• EXERCISE BRIEF: Duplicate every line of the listing below verbatim, but omit the pictures from your output.

• INPUT RECORDS:
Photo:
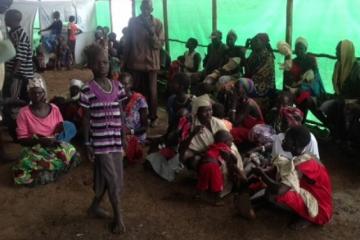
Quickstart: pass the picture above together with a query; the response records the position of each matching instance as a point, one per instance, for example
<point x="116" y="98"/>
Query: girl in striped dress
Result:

• RESULT FOR THIS TASK:
Photo:
Quickstart: pass the picture above together with a query; the response records the position of each matching instance as a point, one per instance, for example
<point x="116" y="98"/>
Query: girl in striped dress
Result:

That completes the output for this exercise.